→ **Text**
──────────────────────────────

= 5′ flanking region =

Region of DNA adjacent to the 5′ end of the gene

The 5′ flanking region is a region of DNA adjacent to the 5′ end of the gene. The 5′ flanking region contains the promoter and may contain enhancers or other protein-binding sites. It is the region of DNA that is not transcribed into RNA. This region, not to be confused with the 5′ untranslated region, is not transcribed into RNA or translated into a functional protein. These regions' primary function is the regulation of gene transcription. 5′ flanking regions are categorized between prokaryotes and eukaryotes.

Structure of a eukaryotic gene. 5′ flanking region is shown in yellow on the left of the DNA strand. Since it is not transcribed, it is no longer present in the RNA or protein form.

== Eukaryotic elements ==
In eukaryotes, the 5′ flanking region has complex regulatory elements such as enhancers, silencers, and promoters. The primary promoter element in eukaryotes is the TATA box. Other promoter elements in eukaryotic 5′ flanking regions include initiator elements, downstream core promoter elements, CAAT box, and the GC box.

=== Enhancer ===
Enhancers are DNA sequences found in 5′ flanking regions of eukaryotic genes that affect transcription. If a transcription factor binds to an enhancer in a 5′ flanking region, the DNA strand bends in a way that the transcription factor bound to the enhancer can also bind the promoter of a gene. This leads to RNA polymerase recruitment and interaction with transcription factors and the promoter, and an overall higher transcription rate than the basal level. Although enhancers are usually present upstream of the transcription start site, they can be present anywhere on or around the gene of interest.

──────────────────────────────

→ **Listed records**

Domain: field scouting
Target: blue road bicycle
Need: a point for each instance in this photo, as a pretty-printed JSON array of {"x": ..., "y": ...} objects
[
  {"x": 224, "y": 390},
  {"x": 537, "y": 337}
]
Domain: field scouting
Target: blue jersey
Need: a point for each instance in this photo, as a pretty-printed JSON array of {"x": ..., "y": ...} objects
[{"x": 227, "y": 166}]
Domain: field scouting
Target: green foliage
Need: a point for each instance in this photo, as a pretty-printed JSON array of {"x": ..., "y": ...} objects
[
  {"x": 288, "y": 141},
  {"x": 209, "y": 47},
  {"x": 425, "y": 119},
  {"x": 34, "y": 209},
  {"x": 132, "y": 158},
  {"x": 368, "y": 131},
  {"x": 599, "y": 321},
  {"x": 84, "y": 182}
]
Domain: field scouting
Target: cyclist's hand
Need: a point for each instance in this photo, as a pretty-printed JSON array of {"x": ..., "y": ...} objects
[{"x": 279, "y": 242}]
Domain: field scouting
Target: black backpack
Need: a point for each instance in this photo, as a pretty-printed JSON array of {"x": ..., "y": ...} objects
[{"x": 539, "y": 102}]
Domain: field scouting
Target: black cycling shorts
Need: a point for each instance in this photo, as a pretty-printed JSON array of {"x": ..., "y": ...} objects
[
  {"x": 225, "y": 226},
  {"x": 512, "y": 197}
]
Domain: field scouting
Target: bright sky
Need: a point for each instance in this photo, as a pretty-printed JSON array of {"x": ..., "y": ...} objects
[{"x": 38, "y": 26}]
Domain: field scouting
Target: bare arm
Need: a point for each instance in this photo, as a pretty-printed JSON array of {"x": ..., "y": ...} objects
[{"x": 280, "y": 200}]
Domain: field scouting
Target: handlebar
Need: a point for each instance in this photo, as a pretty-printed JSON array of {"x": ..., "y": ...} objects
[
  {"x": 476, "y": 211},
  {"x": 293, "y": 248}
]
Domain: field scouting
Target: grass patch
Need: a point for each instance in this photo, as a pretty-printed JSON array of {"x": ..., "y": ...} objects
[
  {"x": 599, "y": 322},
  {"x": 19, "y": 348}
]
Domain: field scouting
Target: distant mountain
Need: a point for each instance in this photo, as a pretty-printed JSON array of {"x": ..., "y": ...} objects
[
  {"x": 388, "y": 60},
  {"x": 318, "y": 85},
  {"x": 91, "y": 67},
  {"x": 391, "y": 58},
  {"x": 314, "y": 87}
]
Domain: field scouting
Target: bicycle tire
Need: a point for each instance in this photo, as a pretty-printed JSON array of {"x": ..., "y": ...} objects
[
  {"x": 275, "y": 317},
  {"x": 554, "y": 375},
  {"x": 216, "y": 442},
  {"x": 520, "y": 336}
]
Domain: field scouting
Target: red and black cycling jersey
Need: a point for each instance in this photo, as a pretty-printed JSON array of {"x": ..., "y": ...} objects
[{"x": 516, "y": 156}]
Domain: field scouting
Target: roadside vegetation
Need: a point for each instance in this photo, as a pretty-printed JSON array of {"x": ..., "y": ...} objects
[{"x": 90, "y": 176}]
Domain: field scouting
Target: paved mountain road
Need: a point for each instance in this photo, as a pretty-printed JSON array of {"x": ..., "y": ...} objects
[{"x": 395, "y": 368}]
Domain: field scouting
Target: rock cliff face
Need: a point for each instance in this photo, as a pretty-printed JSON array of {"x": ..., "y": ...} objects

──────────────────────────────

→ **Work task A**
Render this sentence from the text on the 5′ flanking region into Spanish: "The primary promoter element in eukaryotes is the TATA box."
→ **Work task B**
According to the text on the 5′ flanking region, what is the primary function of these regions?
→ **Work task C**
Carry the text on the 5′ flanking region further, beginning after its final sentence.

→ **Answer area A**
El principal elemento promotor en los eucariotas es la caja TATA.

→ **Answer area B**
The regulation of gene transcription.

→ **Answer area C**
=== Silencer ===
Silencers are DNA sequences found in the 5′ flanking region of eukaryotic genes, assisting in the silencing of a gene. They can be found upstream, downstream, or within the gene of interest. When repressors bind silencers, they act similarly as enhancers and bend over to prevent the interaction of RNA polymerase with promoters. This silences the gene, and therefore, the gene will not be expressed in the cell.

=== TATA box ===
The TATA box is present in all genes transcribed by RNA polymerase II, which is most eukaryotic genes. The binding of the TATA box with the TATA binding protein initiates the formation of a transcription factor complex. This is followed by the binding of transcription factor TFIID, which then recruits TFIIB, TFIIF, RNA polymerase II, and TFIIH (in that order) to form an initiation complex. It is typically 10 nucleotides long and is present -30 to -20 nucleotides upstream from the transcription start site in the core promoter region.

=== CAAT box ===
The CAAT box is a crucial element of the 5′ flanking region of eukaryotic genomes. A specific transcription factor called CAAT-binding protein binds to this region and aids in transcription in eukaryotes. It is typically 10 nucleotides long and is present -80 to -70 nucleotides upstream from the transcription start site in the proximal promoter region.

== Prokaryotic elements ==
Prokaryotes have only three promoter elements: two elements are present -35 and -10 nucleotides upstream of the transcription start site, and the third is directly upstream of the transcription start site. Prokaryotic promoter elements are not identical among species but have a consensus sequence of 6 nucleotides each. Bacterial RNA polymerase binds to these regions to align itself and begin transcription. Promoter sequences that differ from the consensus sequence are generally transcribed less efficiently. Additionally, induced mutations in these -35 and -10 promoter sequences have proven deleterious to transcription.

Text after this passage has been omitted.